→ **TEXTAUSZUG**:
%%
Das gilt ebenso für die noch jungen Beitragszahler. Sie haben nichts davon. Ihre Beiträge werden nicht sinken, weil dieses Rentenpaket blockiert wird. Ihre Beiträge werden auch ohne dieses Rentenpaket steigen müssen, weil Demografie und Wirtschaftslage keinen anderen Ausweg lassen, es sei denn, man nimmt auch ihnen die Kaufkraft per Inflation weg. Vermutlich wird sie beides treffen.
%%
Schreiben Sie aus dem Auszug zum Rentenpaket die Passage zwischen „Das gilt ebenso“ und „sie beides treffen.“, beide eingeschlossen, wortgetreu ab.

→ **DATENZEILEN**:
%%
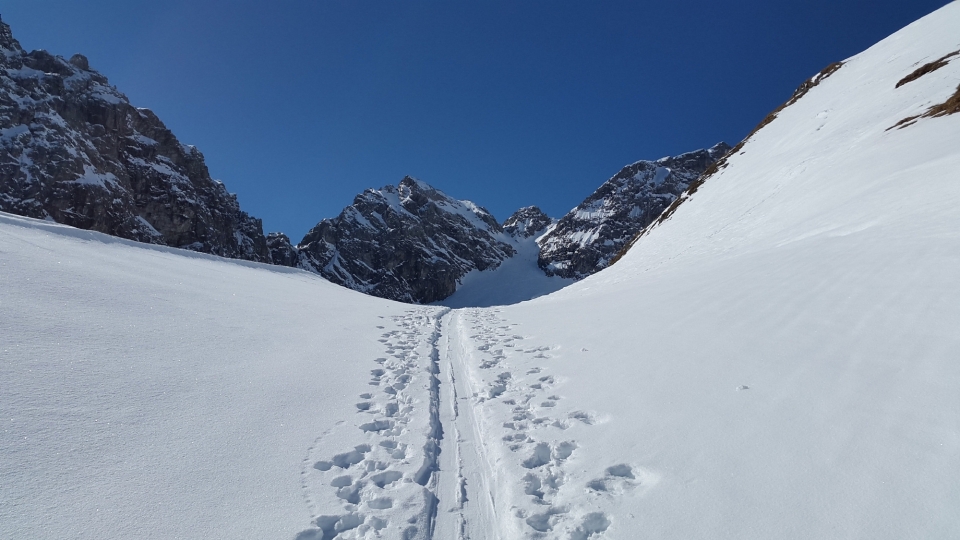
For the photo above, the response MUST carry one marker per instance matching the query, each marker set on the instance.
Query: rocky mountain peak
(586, 239)
(74, 150)
(526, 222)
(7, 41)
(410, 242)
%%
→ **LÖSUNG**:
Das gilt ebenso für die noch jungen Beitragszahler. Sie haben nichts davon. Ihre Beiträge werden nicht sinken, weil dieses Rentenpaket blockiert wird. Ihre Beiträge werden auch ohne dieses Rentenpaket steigen müssen, weil Demografie und Wirtschaftslage keinen anderen Ausweg lassen, es sei denn, man nimmt auch ihnen die Kaufkraft per Inflation weg. Vermutlich wird sie beides treffen.